Erforderliche Aufgaben ▸
1. Nennen Sie alle Personen, die im Text zur CDU-Pressekonferenz mit vollem Namen vorkommen. Der Name des Gebäudes zählt dabei nicht.
2. Was wird Pofalla laut dem Text zur CDU-Pressekonferenz gleich verkünden?
3. Schreiben Sie aus dem Text zur CDU-Pressekonferenz den Abschnitt ab, der mit "Bild: Eines der" einsetzt und bis einschließlich "des Duells ist." reicht.

Vorgegebener Text ▸

####

Bild: Eines der "Wahlspionage"-Opfer: Jürgen Rüttgers (r.).
Gerade hat sich im Konrad-Adenauer-Haus eine der Türen geöffnet. Der
Generalsekretär kommt herein, schneller Schritt, er muss selbstbewusst
wirken. Es war kein guter Tag für Ronald Pofalla gestern. Beim TV-Duell
konnte Angela Merkel nicht überzeugen, nicht so ganz zumindest. Jetzt ist
Pofalla hinterm Pult angekommen, hier in der CDU-Zentrale. Die Kameras sind
angeschaltet, das Generalsekretärslächeln ist auch an. Gleich wird er
verkünden, dass Merkel die Siegerin des Duells ist.
Neben ihm steht Matthias Barner, der CDU-Sprecher, blondes, dünnes Haar,
fester Stand. Routiniert scannt er das Publikum der Pressekonferenz, grüßt
die Hauptstadtjournalisten mit einem Blick, einem Nicken. Wer ein Zwinkern
abbekommt, ist besonders wichtig. Barner hat Furchen im Gesicht, es muss
spät geworden sein gestern nach dem Duell. Nun steht er vor den
Journalisten, er kennt sie alle.
Auch den Mann in der letzten Reihe kennt er. Obwohl der nicht zur Presse
gehört und zur CDU auch nicht. Er ist der Gegner. Er beobachtet.
Er fällt nicht auf. Jeans, Jackett, Mitte dreißig - so wie viele der
Journalisten. Aber sie bleiben auf Abstand zu ihm. Wenn man sie mit ihm
sieht, geht ihnen am Ende das enge Verhältnis zu Barner und Pofalla flöten.

####

Extrahierte Dateneinträge ▸

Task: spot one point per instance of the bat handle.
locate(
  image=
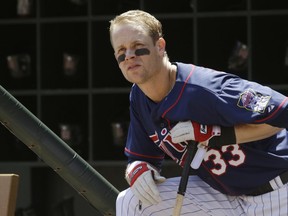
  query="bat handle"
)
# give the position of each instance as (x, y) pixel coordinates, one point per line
(199, 156)
(191, 151)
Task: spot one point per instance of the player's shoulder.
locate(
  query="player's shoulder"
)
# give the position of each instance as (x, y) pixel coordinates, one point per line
(195, 74)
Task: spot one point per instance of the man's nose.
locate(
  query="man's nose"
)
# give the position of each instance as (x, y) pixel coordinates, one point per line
(130, 53)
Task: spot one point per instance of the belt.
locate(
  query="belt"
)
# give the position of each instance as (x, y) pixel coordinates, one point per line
(272, 185)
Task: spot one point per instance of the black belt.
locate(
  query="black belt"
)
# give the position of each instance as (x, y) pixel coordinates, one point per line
(266, 188)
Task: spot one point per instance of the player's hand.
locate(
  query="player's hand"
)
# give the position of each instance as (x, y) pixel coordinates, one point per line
(189, 130)
(142, 178)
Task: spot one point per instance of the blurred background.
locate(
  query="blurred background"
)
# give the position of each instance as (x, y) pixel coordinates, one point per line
(56, 59)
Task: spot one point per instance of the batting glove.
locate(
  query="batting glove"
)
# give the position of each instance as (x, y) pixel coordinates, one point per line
(142, 178)
(189, 130)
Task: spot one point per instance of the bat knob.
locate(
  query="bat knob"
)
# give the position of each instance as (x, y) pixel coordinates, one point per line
(199, 156)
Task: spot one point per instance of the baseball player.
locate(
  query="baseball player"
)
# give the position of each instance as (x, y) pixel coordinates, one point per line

####

Geordnete Antworten ▸
1. Jürgen Rüttgers, Ronald Pofalla, Angela Merkel, Matthias Barner

2. Dass Merkel die Siegerin des Duells ist.

3.
Bild: Eines der "Wahlspionage"-Opfer: Jürgen Rüttgers (r.).
Gerade hat sich im Konrad-Adenauer-Haus eine der Türen geöffnet. Der
Generalsekretär kommt herein, schneller Schritt, er muss selbstbewusst
wirken. Es war kein guter Tag für Ronald Pofalla gestern. Beim TV-Duell
konnte Angela Merkel nicht überzeugen, nicht so ganz zumindest. Jetzt ist
Pofalla hinterm Pult angekommen, hier in der CDU-Zentrale. Die Kameras sind
angeschaltet, das Generalsekretärslächeln ist auch an. Gleich wird er
verkünden, dass Merkel die Siegerin des Duells ist.